> Available records

>> Start

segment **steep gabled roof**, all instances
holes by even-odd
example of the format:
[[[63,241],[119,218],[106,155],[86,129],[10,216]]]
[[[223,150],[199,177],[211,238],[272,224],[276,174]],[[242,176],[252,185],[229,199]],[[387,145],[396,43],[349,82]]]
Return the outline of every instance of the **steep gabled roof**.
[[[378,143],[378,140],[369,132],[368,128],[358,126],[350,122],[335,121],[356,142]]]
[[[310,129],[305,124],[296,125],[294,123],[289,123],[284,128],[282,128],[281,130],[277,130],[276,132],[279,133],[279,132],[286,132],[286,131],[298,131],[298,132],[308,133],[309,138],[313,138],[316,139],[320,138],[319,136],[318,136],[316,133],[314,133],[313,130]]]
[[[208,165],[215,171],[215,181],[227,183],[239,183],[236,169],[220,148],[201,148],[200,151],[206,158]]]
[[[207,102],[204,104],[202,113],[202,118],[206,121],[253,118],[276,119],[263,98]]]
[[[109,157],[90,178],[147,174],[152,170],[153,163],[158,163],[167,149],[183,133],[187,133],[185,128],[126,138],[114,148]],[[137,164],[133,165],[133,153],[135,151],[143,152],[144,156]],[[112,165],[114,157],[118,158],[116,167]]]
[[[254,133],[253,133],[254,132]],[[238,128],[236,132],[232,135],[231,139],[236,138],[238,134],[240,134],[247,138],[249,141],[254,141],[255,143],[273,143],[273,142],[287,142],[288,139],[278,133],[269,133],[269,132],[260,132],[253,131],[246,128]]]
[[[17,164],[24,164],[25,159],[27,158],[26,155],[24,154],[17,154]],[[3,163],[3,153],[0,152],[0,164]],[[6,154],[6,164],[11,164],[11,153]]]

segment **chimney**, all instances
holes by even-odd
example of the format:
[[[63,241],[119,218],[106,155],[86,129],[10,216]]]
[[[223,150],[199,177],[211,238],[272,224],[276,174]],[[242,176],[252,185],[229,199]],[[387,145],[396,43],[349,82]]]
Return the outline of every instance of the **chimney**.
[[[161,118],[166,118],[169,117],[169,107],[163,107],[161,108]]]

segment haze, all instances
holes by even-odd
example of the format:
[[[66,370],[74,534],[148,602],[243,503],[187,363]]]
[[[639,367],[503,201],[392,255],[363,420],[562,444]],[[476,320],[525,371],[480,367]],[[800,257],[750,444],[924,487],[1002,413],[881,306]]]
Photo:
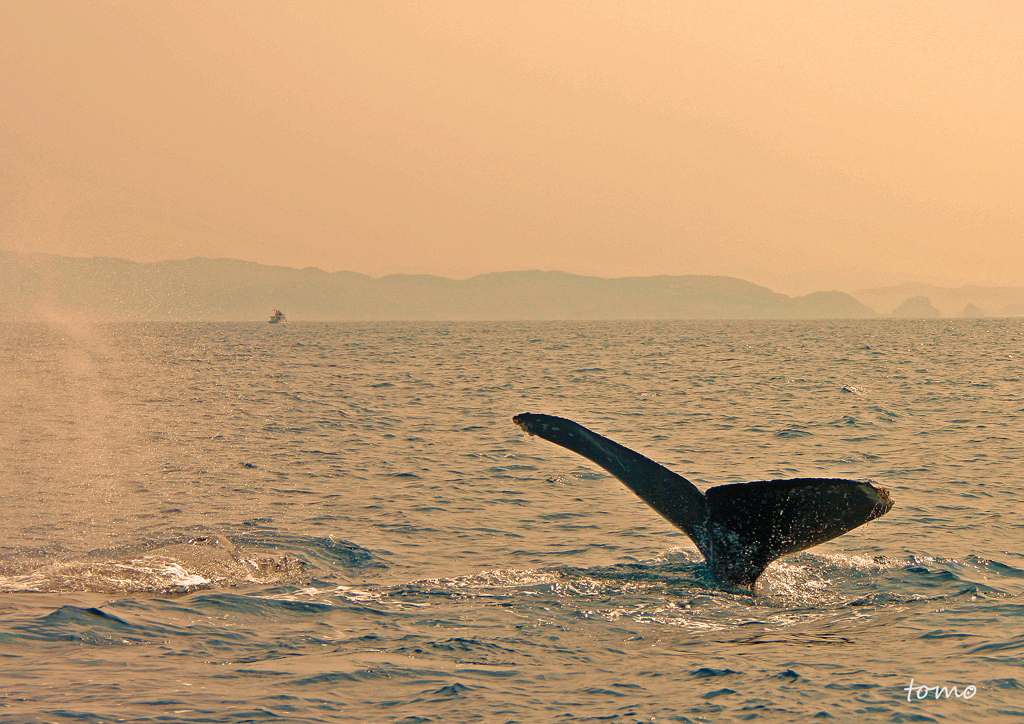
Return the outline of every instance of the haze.
[[[1024,286],[1006,2],[5,2],[0,249]]]

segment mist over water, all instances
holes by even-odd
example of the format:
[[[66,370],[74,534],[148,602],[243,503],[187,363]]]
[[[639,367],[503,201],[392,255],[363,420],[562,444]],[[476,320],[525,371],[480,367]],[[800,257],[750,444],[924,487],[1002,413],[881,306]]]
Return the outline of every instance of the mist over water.
[[[0,720],[1024,717],[1022,354],[1017,320],[0,327]],[[744,596],[520,412],[896,505]]]

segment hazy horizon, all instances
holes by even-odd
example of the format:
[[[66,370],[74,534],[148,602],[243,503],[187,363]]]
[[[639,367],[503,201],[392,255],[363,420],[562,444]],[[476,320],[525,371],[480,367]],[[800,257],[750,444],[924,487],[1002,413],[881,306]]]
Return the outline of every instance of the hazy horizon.
[[[1024,10],[7,3],[0,248],[1024,286]]]

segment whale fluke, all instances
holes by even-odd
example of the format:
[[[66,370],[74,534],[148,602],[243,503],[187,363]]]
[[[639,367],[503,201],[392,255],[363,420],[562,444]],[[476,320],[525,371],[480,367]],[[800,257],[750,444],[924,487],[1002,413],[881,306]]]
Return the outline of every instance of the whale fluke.
[[[751,591],[779,556],[830,541],[893,507],[886,488],[840,478],[758,480],[700,493],[683,476],[571,420],[523,413],[512,421],[600,465],[689,536],[720,581]]]

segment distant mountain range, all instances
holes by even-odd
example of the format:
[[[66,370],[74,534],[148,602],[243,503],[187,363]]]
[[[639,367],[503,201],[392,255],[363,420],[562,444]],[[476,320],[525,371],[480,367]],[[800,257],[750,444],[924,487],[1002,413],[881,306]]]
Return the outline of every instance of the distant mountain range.
[[[1024,290],[1016,291],[1024,302]],[[252,322],[265,321],[274,308],[293,321],[854,318],[876,315],[879,306],[872,309],[866,300],[881,301],[885,308],[895,299],[892,309],[921,296],[886,294],[833,291],[788,297],[731,276],[602,279],[505,271],[468,280],[425,274],[374,279],[236,259],[140,263],[0,252],[0,309],[14,322],[54,314],[97,321]],[[932,296],[947,305],[946,297]],[[992,307],[988,297],[978,299]],[[921,304],[913,308],[927,311]]]

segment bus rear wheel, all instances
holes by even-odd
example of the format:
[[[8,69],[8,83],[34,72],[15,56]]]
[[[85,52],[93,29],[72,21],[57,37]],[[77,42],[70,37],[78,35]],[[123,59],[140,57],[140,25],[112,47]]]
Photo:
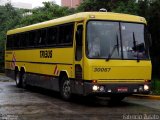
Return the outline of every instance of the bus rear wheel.
[[[60,93],[64,100],[71,98],[71,83],[67,76],[63,76],[61,80]]]

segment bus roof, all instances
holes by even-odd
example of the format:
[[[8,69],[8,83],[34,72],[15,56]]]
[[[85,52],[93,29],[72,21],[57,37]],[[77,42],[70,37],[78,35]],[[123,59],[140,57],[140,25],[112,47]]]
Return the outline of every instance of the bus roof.
[[[121,14],[121,13],[113,13],[113,12],[81,12],[65,17],[60,17],[57,19],[16,28],[13,30],[9,30],[7,35],[22,33],[26,31],[46,28],[54,25],[65,24],[75,21],[84,21],[84,20],[112,20],[112,21],[126,21],[126,22],[137,22],[137,23],[144,23],[146,24],[146,20],[143,17],[129,15],[129,14]]]

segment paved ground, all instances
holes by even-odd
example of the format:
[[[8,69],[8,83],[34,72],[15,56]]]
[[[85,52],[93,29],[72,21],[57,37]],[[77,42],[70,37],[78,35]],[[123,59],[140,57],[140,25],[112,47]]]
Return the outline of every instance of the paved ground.
[[[2,75],[0,81],[0,120],[160,120],[160,100],[128,97],[113,104],[75,97],[65,102],[52,91],[20,89]]]

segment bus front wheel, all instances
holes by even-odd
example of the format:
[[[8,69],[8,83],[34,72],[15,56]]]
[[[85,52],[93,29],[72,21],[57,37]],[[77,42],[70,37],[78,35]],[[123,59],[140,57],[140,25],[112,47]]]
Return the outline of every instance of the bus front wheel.
[[[60,93],[64,100],[71,98],[71,83],[67,76],[63,76],[61,79]]]

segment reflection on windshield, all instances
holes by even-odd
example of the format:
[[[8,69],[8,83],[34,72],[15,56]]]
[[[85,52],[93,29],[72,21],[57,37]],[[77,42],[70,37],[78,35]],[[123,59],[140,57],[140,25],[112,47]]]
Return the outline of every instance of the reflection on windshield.
[[[144,25],[109,21],[88,22],[87,56],[107,60],[122,59],[122,57],[148,59],[144,42]]]

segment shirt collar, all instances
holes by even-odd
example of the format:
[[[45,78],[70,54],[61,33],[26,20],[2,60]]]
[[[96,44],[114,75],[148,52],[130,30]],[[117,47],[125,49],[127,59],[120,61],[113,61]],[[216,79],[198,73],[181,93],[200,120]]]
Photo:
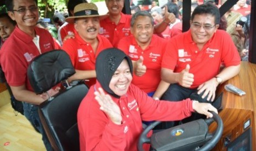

>> End

> What the task asks
Copy out the items above word for word, everything from the line containing "segment haze, all instances" down to the line containing "[[[1024,286],[1006,2],[5,2],[0,249]]]", both included, leaving the pictures out of your answer.

> Final answer
segment haze, all instances
holes by even-odd
example of the format:
[[[66,370],[74,534],[148,602],[243,503],[187,363]]]
[[[639,367],[503,201],[392,255],[363,420],[562,444]],[[476,320],[525,371],[480,367]],[[800,257],[750,444],[924,487],[1002,413],[881,306]]]
Photo:
Return the outline of every instance of the haze.
[[[1024,286],[1006,2],[5,2],[0,249]]]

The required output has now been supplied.